Dataset excerpts START

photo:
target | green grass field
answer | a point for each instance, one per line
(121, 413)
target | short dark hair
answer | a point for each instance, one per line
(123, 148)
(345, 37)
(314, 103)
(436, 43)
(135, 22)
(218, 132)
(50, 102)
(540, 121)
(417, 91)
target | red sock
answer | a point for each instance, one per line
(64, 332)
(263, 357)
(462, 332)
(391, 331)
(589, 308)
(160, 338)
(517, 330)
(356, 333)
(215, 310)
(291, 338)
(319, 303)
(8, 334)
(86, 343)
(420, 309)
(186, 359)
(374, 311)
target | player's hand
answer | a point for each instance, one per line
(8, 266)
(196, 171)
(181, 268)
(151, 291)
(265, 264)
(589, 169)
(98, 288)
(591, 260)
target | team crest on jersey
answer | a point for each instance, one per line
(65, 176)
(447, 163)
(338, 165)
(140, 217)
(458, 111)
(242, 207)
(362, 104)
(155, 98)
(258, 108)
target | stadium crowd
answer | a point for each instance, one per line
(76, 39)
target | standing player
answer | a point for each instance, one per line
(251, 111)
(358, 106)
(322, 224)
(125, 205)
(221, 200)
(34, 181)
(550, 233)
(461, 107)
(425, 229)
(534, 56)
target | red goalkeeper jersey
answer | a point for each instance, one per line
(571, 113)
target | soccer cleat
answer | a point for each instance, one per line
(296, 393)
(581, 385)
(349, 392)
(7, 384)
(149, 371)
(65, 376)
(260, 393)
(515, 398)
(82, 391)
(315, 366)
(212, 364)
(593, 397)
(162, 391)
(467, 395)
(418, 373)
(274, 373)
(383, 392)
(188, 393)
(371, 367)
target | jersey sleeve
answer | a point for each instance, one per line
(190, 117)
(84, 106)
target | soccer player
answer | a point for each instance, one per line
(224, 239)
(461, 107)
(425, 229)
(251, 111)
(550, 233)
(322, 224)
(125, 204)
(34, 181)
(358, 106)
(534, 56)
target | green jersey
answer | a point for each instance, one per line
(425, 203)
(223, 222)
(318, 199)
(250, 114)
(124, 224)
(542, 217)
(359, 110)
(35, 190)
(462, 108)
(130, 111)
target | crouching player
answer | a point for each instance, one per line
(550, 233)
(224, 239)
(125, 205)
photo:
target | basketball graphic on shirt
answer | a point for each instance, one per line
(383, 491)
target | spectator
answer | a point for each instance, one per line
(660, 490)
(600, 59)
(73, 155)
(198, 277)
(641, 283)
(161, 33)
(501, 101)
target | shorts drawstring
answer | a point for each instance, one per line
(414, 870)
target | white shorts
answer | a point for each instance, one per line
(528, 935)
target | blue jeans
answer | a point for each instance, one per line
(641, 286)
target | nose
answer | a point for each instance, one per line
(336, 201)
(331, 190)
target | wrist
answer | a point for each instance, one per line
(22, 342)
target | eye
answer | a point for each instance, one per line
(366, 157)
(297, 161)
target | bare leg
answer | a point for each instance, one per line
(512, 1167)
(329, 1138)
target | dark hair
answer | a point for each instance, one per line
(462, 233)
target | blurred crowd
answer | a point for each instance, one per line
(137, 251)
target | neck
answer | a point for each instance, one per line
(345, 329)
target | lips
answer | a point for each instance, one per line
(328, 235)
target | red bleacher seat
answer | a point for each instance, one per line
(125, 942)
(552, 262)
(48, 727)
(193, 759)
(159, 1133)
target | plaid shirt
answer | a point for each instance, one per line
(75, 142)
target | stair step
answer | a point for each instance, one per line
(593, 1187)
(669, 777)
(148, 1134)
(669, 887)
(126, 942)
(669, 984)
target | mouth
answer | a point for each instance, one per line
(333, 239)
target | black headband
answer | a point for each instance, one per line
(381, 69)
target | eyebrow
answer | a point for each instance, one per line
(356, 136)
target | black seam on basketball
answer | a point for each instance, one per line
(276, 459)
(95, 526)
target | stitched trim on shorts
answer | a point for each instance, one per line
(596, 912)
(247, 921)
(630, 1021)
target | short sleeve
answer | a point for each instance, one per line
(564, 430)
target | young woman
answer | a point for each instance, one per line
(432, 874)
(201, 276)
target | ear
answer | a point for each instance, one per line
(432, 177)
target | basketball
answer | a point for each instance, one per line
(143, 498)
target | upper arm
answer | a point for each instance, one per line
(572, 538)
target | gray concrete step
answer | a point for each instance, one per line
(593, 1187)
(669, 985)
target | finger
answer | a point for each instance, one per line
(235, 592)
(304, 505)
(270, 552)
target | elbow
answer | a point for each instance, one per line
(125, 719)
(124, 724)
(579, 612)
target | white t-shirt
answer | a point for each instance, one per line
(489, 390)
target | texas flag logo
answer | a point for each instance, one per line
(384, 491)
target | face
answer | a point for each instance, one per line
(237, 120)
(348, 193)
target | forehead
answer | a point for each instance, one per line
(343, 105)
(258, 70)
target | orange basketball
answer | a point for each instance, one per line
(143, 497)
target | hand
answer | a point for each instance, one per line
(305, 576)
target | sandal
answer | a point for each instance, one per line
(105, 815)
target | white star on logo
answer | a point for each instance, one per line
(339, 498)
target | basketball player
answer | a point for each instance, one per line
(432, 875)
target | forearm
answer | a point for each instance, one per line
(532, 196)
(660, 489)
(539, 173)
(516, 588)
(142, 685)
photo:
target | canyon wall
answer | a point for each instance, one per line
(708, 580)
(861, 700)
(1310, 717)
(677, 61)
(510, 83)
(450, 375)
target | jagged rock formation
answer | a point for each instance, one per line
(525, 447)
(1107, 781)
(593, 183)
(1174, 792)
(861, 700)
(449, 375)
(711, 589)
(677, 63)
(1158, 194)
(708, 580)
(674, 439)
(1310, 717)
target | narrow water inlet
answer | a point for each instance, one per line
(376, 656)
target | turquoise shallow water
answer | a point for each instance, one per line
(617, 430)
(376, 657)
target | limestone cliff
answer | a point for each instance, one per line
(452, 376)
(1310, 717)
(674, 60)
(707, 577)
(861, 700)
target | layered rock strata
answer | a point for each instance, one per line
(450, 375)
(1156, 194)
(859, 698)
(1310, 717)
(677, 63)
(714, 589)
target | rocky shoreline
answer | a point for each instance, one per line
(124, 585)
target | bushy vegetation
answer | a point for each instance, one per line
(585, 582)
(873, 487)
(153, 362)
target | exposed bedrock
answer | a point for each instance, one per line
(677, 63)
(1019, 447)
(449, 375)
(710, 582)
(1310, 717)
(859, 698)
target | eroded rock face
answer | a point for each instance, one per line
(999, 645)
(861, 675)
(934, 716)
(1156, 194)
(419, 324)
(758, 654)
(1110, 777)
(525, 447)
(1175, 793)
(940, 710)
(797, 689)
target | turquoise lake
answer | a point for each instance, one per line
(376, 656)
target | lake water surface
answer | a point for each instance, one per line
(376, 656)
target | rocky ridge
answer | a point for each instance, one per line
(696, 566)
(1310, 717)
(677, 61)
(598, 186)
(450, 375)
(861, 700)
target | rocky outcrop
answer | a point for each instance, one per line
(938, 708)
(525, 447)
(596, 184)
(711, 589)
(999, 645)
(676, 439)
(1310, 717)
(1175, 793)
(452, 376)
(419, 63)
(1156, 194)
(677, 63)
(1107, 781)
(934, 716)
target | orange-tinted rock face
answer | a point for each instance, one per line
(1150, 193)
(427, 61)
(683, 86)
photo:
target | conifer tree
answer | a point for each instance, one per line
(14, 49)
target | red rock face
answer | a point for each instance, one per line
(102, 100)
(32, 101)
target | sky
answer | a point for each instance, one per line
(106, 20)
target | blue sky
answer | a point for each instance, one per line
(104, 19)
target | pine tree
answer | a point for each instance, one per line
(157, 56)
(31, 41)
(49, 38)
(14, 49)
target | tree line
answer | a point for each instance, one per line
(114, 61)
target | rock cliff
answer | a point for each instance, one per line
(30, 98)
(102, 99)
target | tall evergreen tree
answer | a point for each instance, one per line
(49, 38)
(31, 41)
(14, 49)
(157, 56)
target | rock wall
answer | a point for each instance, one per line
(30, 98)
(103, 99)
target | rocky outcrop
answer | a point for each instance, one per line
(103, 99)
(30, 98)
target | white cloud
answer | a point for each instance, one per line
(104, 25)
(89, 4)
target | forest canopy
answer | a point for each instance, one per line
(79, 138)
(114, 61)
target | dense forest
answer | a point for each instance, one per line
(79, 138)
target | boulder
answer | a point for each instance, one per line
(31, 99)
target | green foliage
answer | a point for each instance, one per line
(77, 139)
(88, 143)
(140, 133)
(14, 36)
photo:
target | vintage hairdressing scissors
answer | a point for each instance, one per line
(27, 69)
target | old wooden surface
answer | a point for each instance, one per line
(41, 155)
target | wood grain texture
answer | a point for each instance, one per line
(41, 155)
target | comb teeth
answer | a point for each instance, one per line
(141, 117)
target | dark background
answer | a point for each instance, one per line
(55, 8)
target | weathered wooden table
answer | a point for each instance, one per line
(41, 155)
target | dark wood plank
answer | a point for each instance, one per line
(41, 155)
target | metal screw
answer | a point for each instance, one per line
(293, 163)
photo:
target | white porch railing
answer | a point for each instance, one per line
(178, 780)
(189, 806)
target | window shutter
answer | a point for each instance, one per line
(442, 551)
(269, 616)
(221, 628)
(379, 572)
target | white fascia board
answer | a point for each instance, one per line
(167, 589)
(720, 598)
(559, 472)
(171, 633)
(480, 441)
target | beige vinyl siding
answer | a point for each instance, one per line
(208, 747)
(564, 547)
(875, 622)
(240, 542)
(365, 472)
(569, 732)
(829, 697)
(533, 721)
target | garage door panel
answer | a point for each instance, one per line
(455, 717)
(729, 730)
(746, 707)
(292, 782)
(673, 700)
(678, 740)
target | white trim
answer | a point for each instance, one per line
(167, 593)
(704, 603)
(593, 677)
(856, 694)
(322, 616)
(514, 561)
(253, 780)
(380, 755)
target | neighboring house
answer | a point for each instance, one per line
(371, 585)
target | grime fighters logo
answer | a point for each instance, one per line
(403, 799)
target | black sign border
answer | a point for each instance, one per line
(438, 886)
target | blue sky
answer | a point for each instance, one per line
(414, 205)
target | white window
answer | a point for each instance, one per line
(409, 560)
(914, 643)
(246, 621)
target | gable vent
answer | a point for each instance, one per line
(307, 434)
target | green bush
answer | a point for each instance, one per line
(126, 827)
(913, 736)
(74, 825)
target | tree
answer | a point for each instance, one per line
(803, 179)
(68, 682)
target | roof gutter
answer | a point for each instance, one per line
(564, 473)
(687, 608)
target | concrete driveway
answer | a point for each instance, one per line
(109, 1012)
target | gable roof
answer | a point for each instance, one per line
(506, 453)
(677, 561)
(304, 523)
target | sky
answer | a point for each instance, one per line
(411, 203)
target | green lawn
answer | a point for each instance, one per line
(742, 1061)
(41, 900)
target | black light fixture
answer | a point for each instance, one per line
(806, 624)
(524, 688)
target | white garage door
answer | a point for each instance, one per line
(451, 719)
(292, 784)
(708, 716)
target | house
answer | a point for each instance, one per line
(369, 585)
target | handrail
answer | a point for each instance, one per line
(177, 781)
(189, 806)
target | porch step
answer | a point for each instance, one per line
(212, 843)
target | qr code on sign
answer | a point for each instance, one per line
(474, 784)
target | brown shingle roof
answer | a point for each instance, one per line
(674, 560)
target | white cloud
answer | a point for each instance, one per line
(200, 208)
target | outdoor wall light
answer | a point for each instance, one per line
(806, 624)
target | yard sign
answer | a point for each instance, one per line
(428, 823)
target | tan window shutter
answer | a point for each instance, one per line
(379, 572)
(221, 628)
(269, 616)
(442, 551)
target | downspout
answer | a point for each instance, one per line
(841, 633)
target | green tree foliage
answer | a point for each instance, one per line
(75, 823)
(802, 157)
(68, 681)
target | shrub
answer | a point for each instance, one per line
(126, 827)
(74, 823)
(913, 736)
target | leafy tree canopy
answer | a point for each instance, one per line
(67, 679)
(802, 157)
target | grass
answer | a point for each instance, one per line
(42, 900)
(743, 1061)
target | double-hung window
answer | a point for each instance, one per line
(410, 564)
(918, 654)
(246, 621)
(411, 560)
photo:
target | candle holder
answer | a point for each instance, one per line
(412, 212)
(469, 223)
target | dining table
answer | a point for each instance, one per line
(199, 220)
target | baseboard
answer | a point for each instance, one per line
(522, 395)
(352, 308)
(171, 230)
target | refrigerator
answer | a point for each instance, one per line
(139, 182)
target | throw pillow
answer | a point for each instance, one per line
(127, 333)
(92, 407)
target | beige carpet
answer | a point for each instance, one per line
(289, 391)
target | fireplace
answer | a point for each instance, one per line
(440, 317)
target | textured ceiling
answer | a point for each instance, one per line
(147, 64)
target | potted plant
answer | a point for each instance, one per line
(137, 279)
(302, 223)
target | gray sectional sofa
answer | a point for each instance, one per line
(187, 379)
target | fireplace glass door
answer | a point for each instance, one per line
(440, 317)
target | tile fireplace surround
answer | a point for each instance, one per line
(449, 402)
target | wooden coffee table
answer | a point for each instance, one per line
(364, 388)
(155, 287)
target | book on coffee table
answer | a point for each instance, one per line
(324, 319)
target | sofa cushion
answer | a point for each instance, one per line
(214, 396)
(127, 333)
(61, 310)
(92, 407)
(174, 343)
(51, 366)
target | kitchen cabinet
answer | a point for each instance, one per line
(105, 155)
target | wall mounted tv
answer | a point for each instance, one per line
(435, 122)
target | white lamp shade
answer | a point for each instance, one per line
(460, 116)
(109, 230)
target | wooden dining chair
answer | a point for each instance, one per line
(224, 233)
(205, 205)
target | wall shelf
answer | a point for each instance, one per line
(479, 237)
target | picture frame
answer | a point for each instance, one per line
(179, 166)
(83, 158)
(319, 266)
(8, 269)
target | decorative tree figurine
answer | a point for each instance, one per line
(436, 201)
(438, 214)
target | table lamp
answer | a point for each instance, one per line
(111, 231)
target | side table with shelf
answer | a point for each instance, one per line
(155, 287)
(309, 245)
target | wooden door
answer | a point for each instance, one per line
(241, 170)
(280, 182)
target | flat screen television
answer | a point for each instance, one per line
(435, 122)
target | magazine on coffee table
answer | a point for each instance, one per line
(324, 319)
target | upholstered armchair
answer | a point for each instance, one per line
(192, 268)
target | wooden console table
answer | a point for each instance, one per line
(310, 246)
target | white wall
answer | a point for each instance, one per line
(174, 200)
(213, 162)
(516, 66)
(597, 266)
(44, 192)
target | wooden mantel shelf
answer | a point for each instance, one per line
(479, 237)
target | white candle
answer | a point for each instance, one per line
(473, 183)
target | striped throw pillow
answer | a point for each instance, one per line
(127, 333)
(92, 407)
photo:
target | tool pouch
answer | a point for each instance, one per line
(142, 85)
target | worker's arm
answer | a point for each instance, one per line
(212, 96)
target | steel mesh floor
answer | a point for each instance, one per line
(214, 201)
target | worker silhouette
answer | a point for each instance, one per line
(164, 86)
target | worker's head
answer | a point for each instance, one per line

Dataset excerpts END

## [Instructions for the task]
If a line in the data above holds the string "lake", copy it.

## [Solution below]
target | turquoise lake
target | lake water surface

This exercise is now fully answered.